Nothing but the lines from the one containing "Teacher note: have the class pick out the mouth" through the last line of the data below should be returned, each copied exactly.

[Data in this exercise — start]

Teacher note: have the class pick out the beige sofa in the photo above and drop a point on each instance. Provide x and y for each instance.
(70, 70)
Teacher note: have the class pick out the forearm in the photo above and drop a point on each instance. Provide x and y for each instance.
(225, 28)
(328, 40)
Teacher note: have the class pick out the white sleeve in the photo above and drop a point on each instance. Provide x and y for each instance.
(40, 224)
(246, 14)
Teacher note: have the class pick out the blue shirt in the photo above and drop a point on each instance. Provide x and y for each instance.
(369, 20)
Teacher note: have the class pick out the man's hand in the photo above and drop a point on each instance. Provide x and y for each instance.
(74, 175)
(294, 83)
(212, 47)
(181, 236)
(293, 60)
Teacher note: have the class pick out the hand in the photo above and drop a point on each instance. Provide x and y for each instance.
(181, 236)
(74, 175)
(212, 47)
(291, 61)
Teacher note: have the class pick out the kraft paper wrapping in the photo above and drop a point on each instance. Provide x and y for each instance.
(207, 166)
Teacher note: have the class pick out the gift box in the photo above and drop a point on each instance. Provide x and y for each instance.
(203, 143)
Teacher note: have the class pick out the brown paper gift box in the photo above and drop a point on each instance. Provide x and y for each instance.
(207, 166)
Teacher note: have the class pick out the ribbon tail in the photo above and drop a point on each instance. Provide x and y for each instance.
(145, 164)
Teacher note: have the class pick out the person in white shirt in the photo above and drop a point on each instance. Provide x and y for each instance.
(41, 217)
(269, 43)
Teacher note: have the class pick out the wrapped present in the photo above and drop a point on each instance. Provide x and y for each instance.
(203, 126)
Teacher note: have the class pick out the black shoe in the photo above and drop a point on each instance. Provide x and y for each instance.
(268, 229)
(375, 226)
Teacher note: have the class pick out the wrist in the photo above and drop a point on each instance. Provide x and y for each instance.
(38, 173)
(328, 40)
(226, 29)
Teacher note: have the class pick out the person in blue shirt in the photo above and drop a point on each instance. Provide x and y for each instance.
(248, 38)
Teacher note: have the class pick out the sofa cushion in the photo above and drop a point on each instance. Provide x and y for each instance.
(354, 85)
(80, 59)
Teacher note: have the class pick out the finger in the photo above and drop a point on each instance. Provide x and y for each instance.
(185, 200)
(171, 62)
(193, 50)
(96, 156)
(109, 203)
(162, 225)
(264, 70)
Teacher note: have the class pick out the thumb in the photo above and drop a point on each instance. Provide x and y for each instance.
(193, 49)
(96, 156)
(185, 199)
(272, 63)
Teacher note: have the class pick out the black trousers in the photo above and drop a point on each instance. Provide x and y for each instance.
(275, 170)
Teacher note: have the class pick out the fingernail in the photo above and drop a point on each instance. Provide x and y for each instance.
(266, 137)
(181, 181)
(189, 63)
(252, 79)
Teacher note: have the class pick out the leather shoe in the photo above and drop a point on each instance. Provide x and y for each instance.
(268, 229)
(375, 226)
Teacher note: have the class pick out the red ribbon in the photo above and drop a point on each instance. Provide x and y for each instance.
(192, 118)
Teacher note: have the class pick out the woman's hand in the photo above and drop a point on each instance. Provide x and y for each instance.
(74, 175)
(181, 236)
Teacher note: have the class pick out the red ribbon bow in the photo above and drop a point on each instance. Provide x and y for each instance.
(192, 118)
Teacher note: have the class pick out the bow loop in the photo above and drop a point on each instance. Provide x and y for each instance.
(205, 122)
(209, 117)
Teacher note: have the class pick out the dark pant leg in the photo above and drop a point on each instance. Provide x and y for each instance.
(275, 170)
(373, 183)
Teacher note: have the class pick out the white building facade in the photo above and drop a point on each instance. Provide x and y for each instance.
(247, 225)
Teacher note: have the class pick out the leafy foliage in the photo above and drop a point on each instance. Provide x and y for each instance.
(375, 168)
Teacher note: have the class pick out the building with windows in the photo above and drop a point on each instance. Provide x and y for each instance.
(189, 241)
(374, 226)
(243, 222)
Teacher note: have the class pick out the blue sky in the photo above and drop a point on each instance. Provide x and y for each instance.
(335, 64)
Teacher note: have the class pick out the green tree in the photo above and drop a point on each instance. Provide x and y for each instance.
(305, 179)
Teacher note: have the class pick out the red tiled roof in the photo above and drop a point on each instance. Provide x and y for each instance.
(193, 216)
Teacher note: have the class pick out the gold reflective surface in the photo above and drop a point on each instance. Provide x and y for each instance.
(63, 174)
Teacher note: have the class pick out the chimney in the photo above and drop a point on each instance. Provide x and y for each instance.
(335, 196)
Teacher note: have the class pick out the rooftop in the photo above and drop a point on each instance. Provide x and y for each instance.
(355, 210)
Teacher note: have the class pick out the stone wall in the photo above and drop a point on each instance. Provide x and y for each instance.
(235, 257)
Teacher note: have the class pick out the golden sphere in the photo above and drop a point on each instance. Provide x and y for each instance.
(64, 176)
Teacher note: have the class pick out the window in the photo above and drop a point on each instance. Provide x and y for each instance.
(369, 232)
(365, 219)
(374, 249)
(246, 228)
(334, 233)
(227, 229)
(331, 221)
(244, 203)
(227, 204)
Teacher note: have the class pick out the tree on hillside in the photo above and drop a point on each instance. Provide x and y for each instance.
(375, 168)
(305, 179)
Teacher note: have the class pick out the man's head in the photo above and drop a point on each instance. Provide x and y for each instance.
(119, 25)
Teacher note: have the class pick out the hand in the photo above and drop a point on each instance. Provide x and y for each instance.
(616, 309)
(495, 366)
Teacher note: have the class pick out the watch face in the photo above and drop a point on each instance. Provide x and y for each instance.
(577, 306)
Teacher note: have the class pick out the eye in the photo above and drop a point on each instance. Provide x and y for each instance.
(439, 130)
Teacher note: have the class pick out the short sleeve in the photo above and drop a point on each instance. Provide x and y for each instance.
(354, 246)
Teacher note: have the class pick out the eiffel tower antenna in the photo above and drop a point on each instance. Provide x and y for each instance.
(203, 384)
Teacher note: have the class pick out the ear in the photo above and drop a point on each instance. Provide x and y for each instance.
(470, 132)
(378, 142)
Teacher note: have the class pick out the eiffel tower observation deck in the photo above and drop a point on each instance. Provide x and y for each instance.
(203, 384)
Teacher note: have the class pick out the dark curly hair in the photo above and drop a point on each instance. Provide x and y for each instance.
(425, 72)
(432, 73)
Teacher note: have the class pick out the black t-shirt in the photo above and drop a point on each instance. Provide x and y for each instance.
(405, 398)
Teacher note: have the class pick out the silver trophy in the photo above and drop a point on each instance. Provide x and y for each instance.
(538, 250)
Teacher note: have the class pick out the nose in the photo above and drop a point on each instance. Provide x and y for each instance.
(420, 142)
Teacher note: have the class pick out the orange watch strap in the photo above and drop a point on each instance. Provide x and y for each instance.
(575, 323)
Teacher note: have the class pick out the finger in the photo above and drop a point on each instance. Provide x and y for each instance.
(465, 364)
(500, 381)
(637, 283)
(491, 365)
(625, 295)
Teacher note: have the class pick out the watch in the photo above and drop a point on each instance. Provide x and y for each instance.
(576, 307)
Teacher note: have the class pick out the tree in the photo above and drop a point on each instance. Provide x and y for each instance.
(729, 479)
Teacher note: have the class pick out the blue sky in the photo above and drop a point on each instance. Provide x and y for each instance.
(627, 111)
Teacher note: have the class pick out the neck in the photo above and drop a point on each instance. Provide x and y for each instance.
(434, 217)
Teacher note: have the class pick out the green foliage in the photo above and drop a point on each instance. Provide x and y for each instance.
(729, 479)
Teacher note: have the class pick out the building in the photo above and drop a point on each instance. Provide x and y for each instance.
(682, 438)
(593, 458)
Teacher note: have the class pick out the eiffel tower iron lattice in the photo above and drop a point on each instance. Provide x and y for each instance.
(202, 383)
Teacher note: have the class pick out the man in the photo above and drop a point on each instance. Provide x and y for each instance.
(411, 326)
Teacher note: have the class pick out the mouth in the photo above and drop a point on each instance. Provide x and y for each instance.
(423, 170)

[Data in this exercise — finish]

### Solution
Teacher note: have the class pick out the mouth in the photo above and drop a point on each instance. Provide x and y for each instance.
(423, 170)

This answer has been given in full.